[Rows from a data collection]
++++++++++

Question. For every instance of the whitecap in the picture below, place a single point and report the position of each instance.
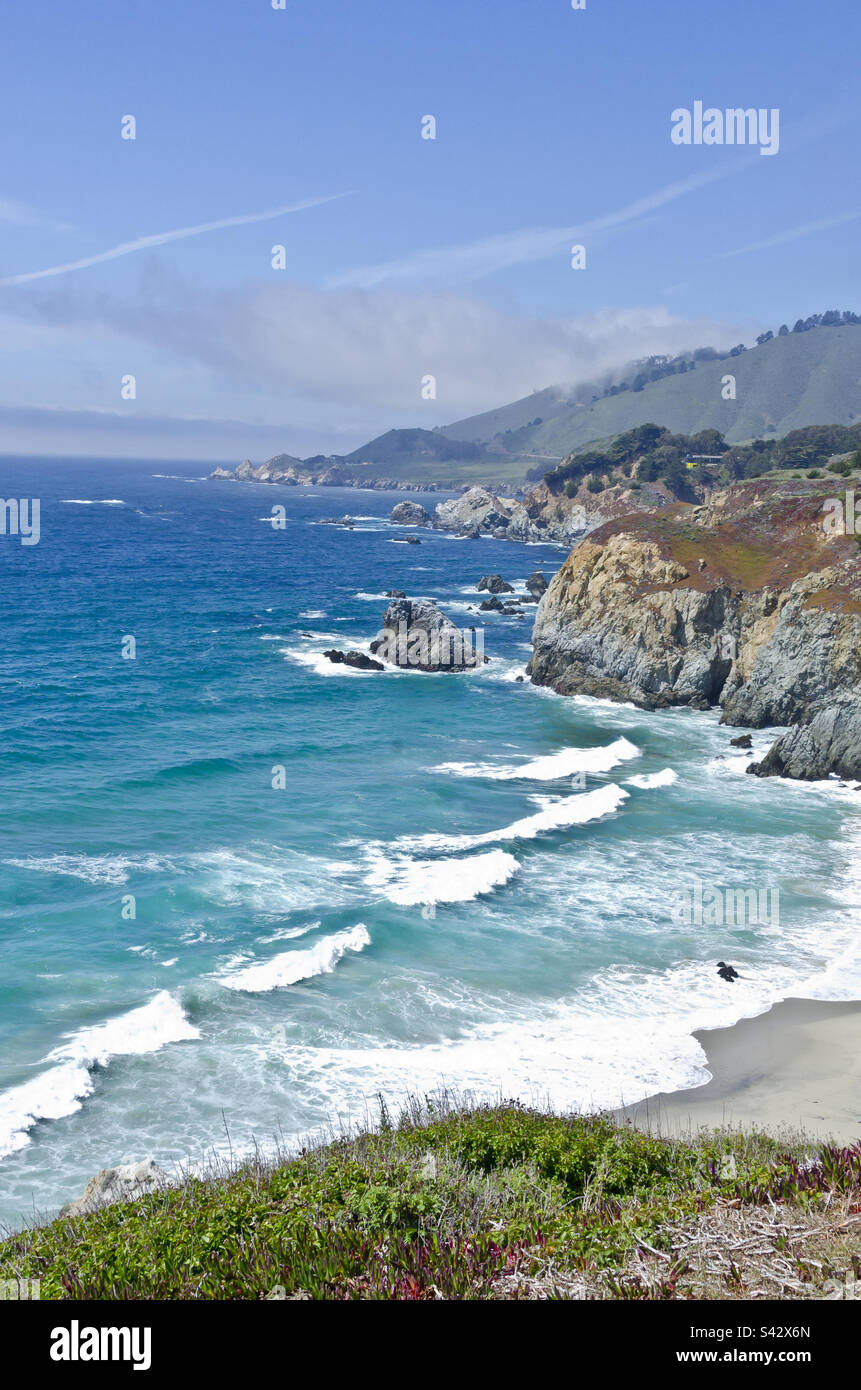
(292, 966)
(664, 779)
(61, 1089)
(412, 881)
(552, 766)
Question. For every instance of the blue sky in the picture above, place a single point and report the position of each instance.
(409, 256)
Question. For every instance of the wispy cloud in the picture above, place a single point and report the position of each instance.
(142, 243)
(18, 214)
(472, 260)
(794, 234)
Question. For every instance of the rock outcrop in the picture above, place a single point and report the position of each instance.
(829, 744)
(494, 584)
(416, 634)
(747, 603)
(476, 510)
(358, 659)
(118, 1184)
(411, 513)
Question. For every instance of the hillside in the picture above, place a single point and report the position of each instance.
(787, 382)
(799, 378)
(488, 1204)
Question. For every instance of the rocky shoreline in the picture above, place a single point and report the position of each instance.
(747, 603)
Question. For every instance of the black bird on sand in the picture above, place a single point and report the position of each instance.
(726, 972)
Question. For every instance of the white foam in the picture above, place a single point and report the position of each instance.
(61, 1089)
(320, 665)
(292, 966)
(664, 779)
(552, 766)
(411, 881)
(557, 813)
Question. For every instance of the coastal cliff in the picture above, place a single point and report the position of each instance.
(750, 603)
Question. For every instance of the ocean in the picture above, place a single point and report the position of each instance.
(459, 881)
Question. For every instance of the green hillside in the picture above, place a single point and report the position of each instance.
(792, 381)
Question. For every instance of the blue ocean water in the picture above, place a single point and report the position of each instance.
(463, 881)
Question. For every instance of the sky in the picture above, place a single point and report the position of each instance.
(404, 257)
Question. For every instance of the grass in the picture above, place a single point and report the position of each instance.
(491, 1203)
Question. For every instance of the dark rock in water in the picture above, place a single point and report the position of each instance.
(411, 513)
(358, 659)
(831, 742)
(419, 635)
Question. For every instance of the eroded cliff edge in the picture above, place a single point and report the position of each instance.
(751, 602)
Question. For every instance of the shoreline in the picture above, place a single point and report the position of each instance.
(794, 1068)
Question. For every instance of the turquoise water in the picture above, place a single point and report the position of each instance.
(433, 898)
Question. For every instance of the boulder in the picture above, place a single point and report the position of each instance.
(416, 634)
(358, 659)
(829, 744)
(411, 513)
(476, 510)
(118, 1184)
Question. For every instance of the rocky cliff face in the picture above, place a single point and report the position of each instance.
(327, 473)
(544, 514)
(747, 602)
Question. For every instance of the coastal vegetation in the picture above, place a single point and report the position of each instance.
(654, 453)
(486, 1203)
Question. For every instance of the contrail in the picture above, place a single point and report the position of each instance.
(162, 238)
(477, 259)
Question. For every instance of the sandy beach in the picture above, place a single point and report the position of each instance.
(797, 1066)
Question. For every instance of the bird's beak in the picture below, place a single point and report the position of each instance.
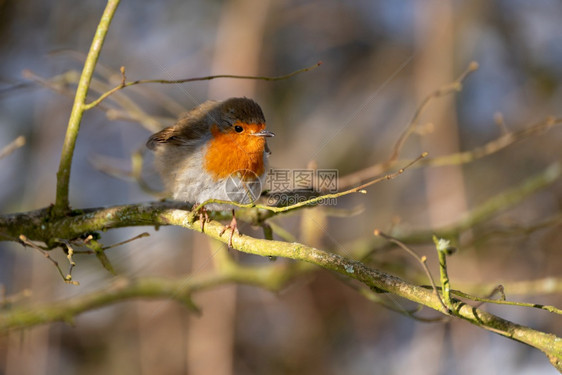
(264, 133)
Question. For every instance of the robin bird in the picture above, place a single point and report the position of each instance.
(216, 151)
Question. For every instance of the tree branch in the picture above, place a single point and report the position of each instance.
(163, 213)
(63, 175)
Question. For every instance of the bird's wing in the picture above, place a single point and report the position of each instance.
(192, 127)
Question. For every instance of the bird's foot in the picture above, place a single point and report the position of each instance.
(233, 226)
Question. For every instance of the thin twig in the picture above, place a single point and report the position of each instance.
(422, 260)
(379, 168)
(27, 242)
(312, 201)
(142, 235)
(124, 84)
(548, 308)
(443, 247)
(61, 205)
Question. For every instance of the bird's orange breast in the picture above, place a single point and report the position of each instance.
(229, 152)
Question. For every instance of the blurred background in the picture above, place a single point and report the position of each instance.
(380, 60)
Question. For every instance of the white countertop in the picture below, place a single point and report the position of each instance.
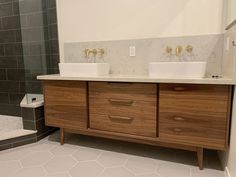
(144, 79)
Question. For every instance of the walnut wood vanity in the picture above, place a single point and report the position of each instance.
(184, 116)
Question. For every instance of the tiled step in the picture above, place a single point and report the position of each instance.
(17, 138)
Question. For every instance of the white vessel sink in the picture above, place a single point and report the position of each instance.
(83, 69)
(177, 69)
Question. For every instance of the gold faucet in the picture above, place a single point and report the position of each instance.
(88, 52)
(178, 50)
(101, 52)
(189, 49)
(169, 50)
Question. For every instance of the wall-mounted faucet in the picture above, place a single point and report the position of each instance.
(88, 52)
(179, 50)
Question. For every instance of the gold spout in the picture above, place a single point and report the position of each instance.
(169, 50)
(88, 52)
(189, 49)
(178, 50)
(101, 52)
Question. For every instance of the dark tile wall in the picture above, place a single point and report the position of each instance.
(12, 77)
(28, 47)
(40, 40)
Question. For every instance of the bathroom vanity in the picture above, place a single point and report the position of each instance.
(183, 114)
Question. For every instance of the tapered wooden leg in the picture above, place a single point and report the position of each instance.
(62, 136)
(200, 157)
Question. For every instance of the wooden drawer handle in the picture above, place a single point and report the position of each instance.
(120, 118)
(120, 84)
(178, 130)
(120, 101)
(179, 88)
(178, 118)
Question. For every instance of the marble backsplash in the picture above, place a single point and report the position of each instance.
(205, 48)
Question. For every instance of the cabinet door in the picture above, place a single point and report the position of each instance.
(66, 104)
(128, 108)
(195, 114)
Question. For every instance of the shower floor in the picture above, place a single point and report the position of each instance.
(12, 133)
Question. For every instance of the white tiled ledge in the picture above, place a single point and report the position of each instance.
(144, 79)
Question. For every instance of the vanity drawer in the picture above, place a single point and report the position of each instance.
(128, 111)
(66, 104)
(194, 114)
(116, 90)
(193, 129)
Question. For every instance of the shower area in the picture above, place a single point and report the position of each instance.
(28, 47)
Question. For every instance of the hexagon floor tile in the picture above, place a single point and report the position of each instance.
(141, 165)
(111, 159)
(36, 159)
(60, 164)
(88, 169)
(117, 172)
(102, 158)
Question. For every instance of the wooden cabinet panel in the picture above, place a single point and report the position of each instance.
(129, 91)
(123, 108)
(66, 104)
(194, 114)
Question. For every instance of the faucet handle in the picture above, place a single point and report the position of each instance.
(169, 50)
(101, 52)
(86, 52)
(178, 50)
(189, 49)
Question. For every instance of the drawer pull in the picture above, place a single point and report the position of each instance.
(179, 88)
(120, 118)
(179, 118)
(178, 130)
(120, 101)
(120, 84)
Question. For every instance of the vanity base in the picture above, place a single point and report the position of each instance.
(135, 139)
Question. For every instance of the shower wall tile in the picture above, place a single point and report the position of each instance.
(28, 47)
(206, 48)
(11, 60)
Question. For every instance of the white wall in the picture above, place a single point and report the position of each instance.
(230, 156)
(232, 152)
(231, 11)
(93, 20)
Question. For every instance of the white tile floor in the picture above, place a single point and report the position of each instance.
(83, 156)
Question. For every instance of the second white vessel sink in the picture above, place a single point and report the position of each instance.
(177, 69)
(83, 69)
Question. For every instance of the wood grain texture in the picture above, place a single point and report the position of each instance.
(125, 108)
(66, 104)
(200, 157)
(194, 114)
(128, 91)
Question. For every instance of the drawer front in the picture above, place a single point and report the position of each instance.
(194, 114)
(130, 91)
(66, 104)
(119, 113)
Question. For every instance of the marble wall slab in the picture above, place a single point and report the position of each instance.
(205, 48)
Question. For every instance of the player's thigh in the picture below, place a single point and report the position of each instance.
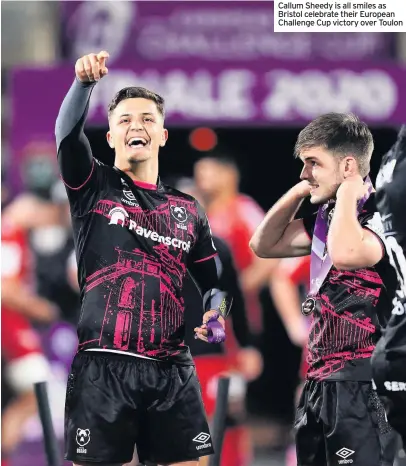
(177, 427)
(101, 464)
(308, 428)
(357, 428)
(100, 425)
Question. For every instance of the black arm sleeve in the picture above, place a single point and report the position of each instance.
(206, 275)
(73, 148)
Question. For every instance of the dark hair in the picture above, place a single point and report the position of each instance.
(342, 134)
(134, 93)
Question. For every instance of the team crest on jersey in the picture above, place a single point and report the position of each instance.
(179, 213)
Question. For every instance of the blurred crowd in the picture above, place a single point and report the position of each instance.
(41, 302)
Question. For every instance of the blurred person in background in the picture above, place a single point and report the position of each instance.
(233, 217)
(22, 355)
(389, 358)
(289, 285)
(52, 243)
(242, 365)
(351, 288)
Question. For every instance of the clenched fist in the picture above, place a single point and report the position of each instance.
(92, 67)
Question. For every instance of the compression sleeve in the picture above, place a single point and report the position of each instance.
(73, 148)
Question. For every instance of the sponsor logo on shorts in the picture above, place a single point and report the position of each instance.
(179, 213)
(395, 386)
(119, 216)
(82, 439)
(202, 438)
(345, 453)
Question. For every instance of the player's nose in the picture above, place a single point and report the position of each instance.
(304, 175)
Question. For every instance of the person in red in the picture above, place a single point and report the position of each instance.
(288, 283)
(22, 354)
(234, 217)
(213, 361)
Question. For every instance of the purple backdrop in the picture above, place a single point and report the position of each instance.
(59, 343)
(218, 93)
(208, 31)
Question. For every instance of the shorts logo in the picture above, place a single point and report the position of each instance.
(117, 216)
(345, 453)
(179, 213)
(82, 439)
(202, 438)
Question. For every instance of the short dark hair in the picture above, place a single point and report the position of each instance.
(134, 93)
(342, 134)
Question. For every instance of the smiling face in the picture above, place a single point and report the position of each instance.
(136, 131)
(324, 172)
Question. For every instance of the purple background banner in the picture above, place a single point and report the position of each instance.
(221, 94)
(207, 31)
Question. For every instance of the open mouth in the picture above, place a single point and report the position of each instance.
(137, 142)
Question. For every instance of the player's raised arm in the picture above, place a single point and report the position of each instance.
(73, 148)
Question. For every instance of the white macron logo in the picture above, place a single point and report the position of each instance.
(345, 453)
(118, 216)
(82, 439)
(202, 439)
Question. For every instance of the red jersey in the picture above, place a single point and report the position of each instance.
(18, 338)
(235, 222)
(297, 270)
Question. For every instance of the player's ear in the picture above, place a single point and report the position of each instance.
(164, 137)
(110, 140)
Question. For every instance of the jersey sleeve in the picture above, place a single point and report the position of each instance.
(81, 173)
(309, 221)
(371, 220)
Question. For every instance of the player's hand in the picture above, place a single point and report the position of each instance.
(302, 189)
(201, 332)
(250, 363)
(92, 67)
(353, 186)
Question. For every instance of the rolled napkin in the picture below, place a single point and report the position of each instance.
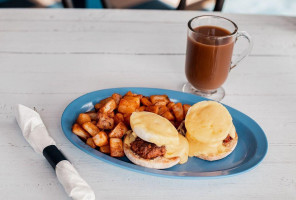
(37, 136)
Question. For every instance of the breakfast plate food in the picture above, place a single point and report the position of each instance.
(164, 133)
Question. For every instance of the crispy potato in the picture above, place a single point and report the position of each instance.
(91, 128)
(170, 105)
(178, 112)
(140, 96)
(153, 109)
(118, 118)
(78, 130)
(109, 106)
(101, 139)
(129, 93)
(142, 108)
(82, 118)
(93, 116)
(111, 114)
(136, 99)
(173, 122)
(105, 149)
(168, 115)
(145, 101)
(160, 103)
(116, 147)
(116, 97)
(157, 98)
(102, 103)
(162, 109)
(127, 118)
(90, 142)
(105, 122)
(119, 131)
(186, 108)
(128, 105)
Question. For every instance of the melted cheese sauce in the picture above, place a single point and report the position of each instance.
(208, 122)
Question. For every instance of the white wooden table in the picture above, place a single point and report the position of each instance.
(50, 57)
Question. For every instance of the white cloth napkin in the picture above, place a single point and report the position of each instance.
(37, 136)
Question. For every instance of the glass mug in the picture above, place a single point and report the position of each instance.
(210, 42)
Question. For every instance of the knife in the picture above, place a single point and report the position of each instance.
(36, 134)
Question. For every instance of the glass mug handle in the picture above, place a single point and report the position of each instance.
(246, 52)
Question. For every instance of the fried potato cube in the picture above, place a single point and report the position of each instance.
(90, 142)
(102, 103)
(186, 108)
(118, 118)
(91, 128)
(162, 109)
(116, 97)
(140, 96)
(119, 131)
(105, 122)
(178, 112)
(160, 103)
(82, 118)
(142, 108)
(157, 98)
(145, 101)
(129, 93)
(79, 131)
(101, 139)
(109, 106)
(111, 114)
(105, 149)
(153, 109)
(93, 116)
(127, 119)
(168, 115)
(128, 105)
(116, 147)
(136, 99)
(170, 105)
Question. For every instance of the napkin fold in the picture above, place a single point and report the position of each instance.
(37, 136)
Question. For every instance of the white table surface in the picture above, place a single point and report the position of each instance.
(50, 57)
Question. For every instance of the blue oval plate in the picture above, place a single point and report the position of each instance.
(249, 152)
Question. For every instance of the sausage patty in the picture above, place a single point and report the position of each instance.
(147, 150)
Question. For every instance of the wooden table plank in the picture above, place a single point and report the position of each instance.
(50, 57)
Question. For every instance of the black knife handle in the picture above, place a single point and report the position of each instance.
(53, 155)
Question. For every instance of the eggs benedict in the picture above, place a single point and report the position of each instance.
(154, 142)
(210, 132)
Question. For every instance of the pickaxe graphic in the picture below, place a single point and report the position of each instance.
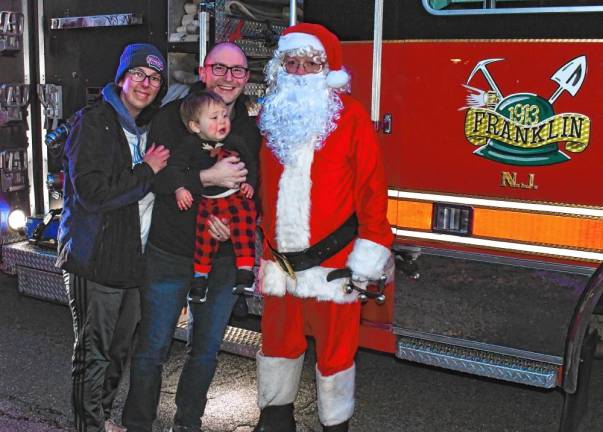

++++++++++

AIM OF THE TASK: Rewrite the rows from the line containing "Question. For every instance of the wooden table" through the end of the rows, changing "report the position" to "state the location" and keeping everything else the same. Omit the pictures from your answer.

THE REPLY:
Question. For every instance of the wooden table plank in the picture above, place a single point and state the location of each instance.
(50, 57)
Question. For every instance of the black knife handle in the picture above, place a single point and state the location of each instance.
(53, 155)
Question. For every instance of the eggs benedict in the picture above, place a single point and state the location of each instance.
(154, 142)
(210, 132)
Question. For every instance of the pickaxe graphic in the picture below, place a single point and state the location of each instance.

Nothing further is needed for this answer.